distribution is observed by comparing pairs of samples in the same group. In the second pass, this distribution is
used to estimate the p-value of observing the between group differences.
- Support empirical p-value for individual bases (VCF output). Write a DMR INFO field that stores how many significant
sites were found in a moving window that ends at the site (significance is judged according to a configurable
threshold on the empirical p-value).
- New empirical-p mode to estimate p-values from data in text files. This makes it easier to derive p-values for
simulated data or counts generated by other tools than Goby.
- Add a draft implementation of random access sequence interface that can read a fasta file indexed with faidx.
- Added the ability in alignment-to-text mode to output HTML (-f html), to start/end at offsets (-s/-e) in the alignments and
to limit the number of alignment entries to output (-n).
- The RandomAccessSequenceCache had problems with bases that weren’t G/A/T/C/N. Such bases would be skipped silently,
causing rare, but potentially significant, problems (such as on human chr 3 of the 1000g genome reference where a
R base appears). Bases not in the group G/A/T/C/N would introduce position shifts for bases immediately following
the offending character. Now bases other than G/A/T/C are stored as N and maintain the position of the following
bases. Please note that the problem was in a library used by RandomAccessSequenceCache, we updated the library in
this release, and no change to the code of RandomAccessSequenceCache was needed to fix the problem.
- Added a mode sam-comparison to compare a source SAM/BAM file with one that generated after sam-to-compact then
- last-to-compact: add option to substitute some bases with others in the aligned read.
- Add test and fix for bug that went back to start of alignment file, even though iterate alignment was created for a
slice of input. The problem only affected the IterateAlignments class because it was calling reposition(0,0) and the
method did not enforce slice limits.

### Description of the task
Transcribe the part of the Goby changelog between "- Add test and" and "enforce slice limits.", inclusive. The records that come after this text have no connection to it.

Segmentation mask data
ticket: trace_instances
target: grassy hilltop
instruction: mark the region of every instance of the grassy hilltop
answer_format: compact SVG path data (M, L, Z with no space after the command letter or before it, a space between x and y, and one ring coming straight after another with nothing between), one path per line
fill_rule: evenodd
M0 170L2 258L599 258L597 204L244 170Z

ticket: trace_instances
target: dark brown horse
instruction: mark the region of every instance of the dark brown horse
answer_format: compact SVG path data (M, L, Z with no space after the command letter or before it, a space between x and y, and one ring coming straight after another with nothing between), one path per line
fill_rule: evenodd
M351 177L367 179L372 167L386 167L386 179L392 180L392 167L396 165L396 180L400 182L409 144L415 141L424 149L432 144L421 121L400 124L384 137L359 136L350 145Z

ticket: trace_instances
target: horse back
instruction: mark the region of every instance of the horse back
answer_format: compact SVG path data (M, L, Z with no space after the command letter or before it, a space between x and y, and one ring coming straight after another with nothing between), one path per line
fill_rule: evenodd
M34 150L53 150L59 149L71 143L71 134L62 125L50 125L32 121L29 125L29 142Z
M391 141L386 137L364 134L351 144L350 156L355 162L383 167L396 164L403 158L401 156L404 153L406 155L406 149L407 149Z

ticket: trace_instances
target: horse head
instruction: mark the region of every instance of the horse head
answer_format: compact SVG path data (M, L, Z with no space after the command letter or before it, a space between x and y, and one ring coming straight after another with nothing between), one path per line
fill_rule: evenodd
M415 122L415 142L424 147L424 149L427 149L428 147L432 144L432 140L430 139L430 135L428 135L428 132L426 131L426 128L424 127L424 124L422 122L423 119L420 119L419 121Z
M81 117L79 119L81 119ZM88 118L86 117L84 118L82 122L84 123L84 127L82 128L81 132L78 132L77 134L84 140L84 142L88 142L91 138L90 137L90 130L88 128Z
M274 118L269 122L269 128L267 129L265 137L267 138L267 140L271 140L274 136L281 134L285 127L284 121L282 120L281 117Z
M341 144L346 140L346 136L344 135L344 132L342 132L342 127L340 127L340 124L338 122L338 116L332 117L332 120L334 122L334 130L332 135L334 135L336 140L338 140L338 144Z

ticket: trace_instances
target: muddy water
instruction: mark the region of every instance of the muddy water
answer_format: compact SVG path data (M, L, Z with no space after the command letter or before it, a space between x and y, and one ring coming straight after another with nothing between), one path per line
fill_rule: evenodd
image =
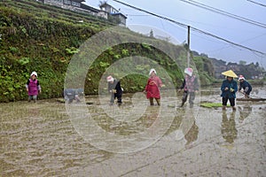
M265 90L265 87L255 88L252 96L266 97ZM220 102L219 94L218 88L204 88L197 102ZM132 114L134 121L115 121L103 112L106 109L115 112L115 109L148 104L136 103L133 98L125 95L121 108L110 108L107 104L103 107L98 97L86 98L93 103L86 109L98 125L106 132L120 135L121 141L158 124L157 118L172 119L173 112L160 112L174 105L176 114L168 128L165 132L153 130L151 139L134 137L135 142L139 140L145 144L148 139L151 143L129 153L104 150L102 145L107 143L107 136L98 137L96 142L101 142L100 145L90 142L88 137L97 138L96 133L90 131L91 127L87 128L88 122L78 121L86 125L79 129L81 127L67 114L65 104L54 99L36 104L1 104L0 176L266 176L265 102L237 102L236 112L230 108L223 112L221 108L196 105L193 109L188 105L175 108L173 100L168 98L161 110L148 106L138 119ZM179 104L181 96L177 99ZM156 136L160 132L164 135ZM126 143L131 142L125 142L124 147L130 147Z

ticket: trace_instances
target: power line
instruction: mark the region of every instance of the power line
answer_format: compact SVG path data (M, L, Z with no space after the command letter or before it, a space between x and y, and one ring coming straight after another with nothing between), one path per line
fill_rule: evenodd
M148 13L148 14L150 14L150 15L155 16L155 17L157 17L157 18L160 18L160 19L162 19L170 21L170 22L172 22L172 23L174 23L174 24L176 24L176 25L178 25L178 26L180 26L180 27L185 27L185 28L187 28L187 27L189 27L188 25L185 25L185 24L184 24L184 23L176 21L176 20L171 19L167 18L167 17L163 17L163 16L155 14L155 13L153 13L153 12L148 12L148 11L140 9L140 8L138 8L138 7L135 7L135 6L133 6L133 5L125 4L125 3L123 3L123 2L121 2L121 1L118 1L118 0L113 0L113 1L115 1L116 3L121 4L123 4L123 5L126 5L126 6L128 6L128 7L130 7L130 8L132 8L132 9L137 10L137 11L139 11L139 12L143 12ZM190 26L190 27L191 27L191 26ZM254 50L254 49L246 47L246 46L244 46L244 45L241 45L241 44L239 44L239 43L231 42L231 41L229 41L229 40L227 40L227 39L224 39L224 38L219 37L219 36L217 36L217 35L213 35L213 34L210 34L210 33L202 31L202 30L198 29L198 28L196 28L196 27L191 27L191 29L193 30L193 31L196 31L196 32L198 32L198 33L200 33L200 34L203 34L203 35L208 35L208 36L216 38L216 39L218 39L218 40L223 41L223 42L227 42L227 43L230 43L230 44L238 46L238 47L239 47L239 48L243 48L243 49L246 49L246 50L250 50L250 51L256 52L256 53L259 53L259 54L262 54L262 55L266 55L266 53L263 53L263 52L262 52L262 51L259 51L259 50Z
M249 1L249 2L254 3L254 4L258 4L258 5L262 5L262 6L263 6L263 7L266 7L266 5L263 4L260 4L260 3L257 3L257 2L254 2L254 1L251 1L251 0L246 0L246 1Z
M190 4L192 5L194 5L194 6L200 7L200 8L202 8L202 9L205 9L205 10L207 10L207 11L210 11L210 12L213 12L215 13L219 13L219 14L222 14L222 15L224 15L224 16L227 16L227 17L230 17L230 18L232 18L232 19L238 19L238 20L240 20L240 21L243 21L243 22L246 22L246 23L249 23L251 25L254 25L254 26L257 26L257 27L260 27L266 28L266 24L263 24L263 23L261 23L261 22L258 22L258 21L254 21L253 19L246 19L246 18L244 18L244 17L240 17L240 16L232 14L232 13L230 13L230 12L224 12L224 11L222 11L222 10L219 10L219 9L208 6L208 5L206 5L204 4L198 3L198 2L193 1L193 0L189 0L189 1L188 0L180 0L180 1Z

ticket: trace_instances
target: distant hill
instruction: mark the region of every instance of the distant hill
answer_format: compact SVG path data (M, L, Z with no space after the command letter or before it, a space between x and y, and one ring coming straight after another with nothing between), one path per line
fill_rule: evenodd
M208 58L214 66L215 77L216 79L223 79L224 76L221 73L227 70L234 71L238 75L244 75L246 79L262 79L265 75L265 70L260 66L259 63L246 64L244 61L238 63L227 63L222 59L208 58L206 54L199 54L197 51L192 51L194 57L204 57Z
M82 21L82 22L81 22ZM78 13L59 7L43 4L34 0L4 0L0 4L0 102L26 100L25 84L33 71L38 73L43 92L40 98L61 96L66 72L72 57L81 53L79 47L90 37L115 24L95 16ZM149 42L169 49L178 54L178 61L186 58L183 47L166 41L153 39L121 28L122 33L139 38L142 43L121 43L106 49L90 68L85 81L85 94L98 94L98 81L106 68L121 58L142 56L153 58L166 69L174 84L178 87L184 79L183 71L165 53L149 46ZM113 36L117 35L113 32ZM81 55L88 55L81 53ZM86 60L86 58L81 58ZM195 57L202 85L214 80L211 61ZM179 64L178 64L179 65ZM180 63L186 65L186 63ZM127 65L121 65L127 68ZM113 73L126 92L142 91L146 84L150 65L136 65L138 74L123 78ZM78 72L78 71L77 71ZM162 74L162 73L160 73ZM168 81L162 75L166 85Z

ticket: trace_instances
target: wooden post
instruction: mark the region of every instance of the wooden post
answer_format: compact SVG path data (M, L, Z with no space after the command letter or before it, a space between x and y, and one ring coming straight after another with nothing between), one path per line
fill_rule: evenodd
M190 58L190 43L191 43L191 27L187 26L187 67L190 66L191 58Z

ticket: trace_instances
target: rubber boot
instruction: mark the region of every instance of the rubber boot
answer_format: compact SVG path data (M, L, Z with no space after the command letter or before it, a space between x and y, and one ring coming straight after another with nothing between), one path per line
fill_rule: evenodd
M180 107L183 107L184 104L184 101L182 101L182 104L181 104Z
M150 97L150 104L151 105L154 105L154 104L153 104L153 97Z
M158 105L160 105L160 99L157 99L157 98L155 98L155 100L156 100L156 102L157 102Z

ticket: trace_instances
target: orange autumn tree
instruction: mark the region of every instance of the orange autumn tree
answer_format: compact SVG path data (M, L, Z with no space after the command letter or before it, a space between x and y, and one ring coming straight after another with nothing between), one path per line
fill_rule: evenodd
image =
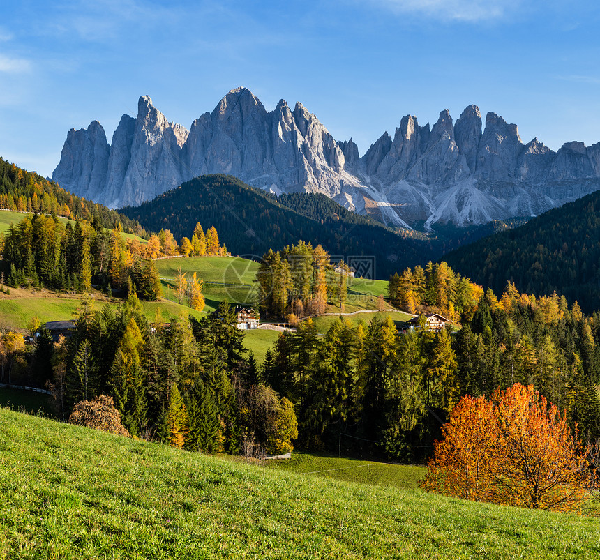
M578 510L590 471L557 407L530 385L464 397L435 444L423 486L456 497L532 509Z

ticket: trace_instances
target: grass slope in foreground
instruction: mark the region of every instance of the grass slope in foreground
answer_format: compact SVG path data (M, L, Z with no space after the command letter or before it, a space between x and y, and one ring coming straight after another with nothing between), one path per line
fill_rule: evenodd
M596 558L597 520L261 469L0 409L0 558Z

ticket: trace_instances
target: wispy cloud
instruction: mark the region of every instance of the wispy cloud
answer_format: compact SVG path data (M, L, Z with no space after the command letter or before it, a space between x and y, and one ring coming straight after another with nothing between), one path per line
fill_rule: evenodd
M0 72L21 74L31 69L31 63L25 59L13 59L0 54Z
M600 77L599 76L585 76L573 74L569 76L557 76L557 78L564 82L575 82L578 84L600 84Z
M398 14L436 20L482 22L500 20L520 7L522 0L371 0Z

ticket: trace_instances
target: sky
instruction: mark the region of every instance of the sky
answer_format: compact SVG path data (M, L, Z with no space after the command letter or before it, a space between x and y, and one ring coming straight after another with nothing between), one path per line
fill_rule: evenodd
M70 128L110 142L149 95L189 128L243 86L300 101L363 155L467 105L553 149L600 141L600 3L20 0L0 20L0 157L50 176Z

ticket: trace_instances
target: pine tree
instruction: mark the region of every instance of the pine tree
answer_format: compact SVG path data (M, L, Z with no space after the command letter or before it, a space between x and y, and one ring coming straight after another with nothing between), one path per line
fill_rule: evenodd
M66 374L66 400L69 409L80 400L89 400L98 396L99 375L91 344L87 338L77 345Z

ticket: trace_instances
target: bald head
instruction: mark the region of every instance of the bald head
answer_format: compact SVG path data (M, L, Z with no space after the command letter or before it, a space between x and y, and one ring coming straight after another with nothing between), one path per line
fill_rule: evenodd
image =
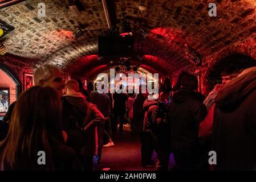
M78 82L75 80L68 80L66 82L66 88L67 93L78 92L79 91Z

### Answer to this task
- Add test and fix for bug that went back to start of alignment file, even though iterate alignment was created for a
slice of input. The problem only affected the IterateAlignments class because it was calling reposition(0,0) and the
method did not enforce slice limits.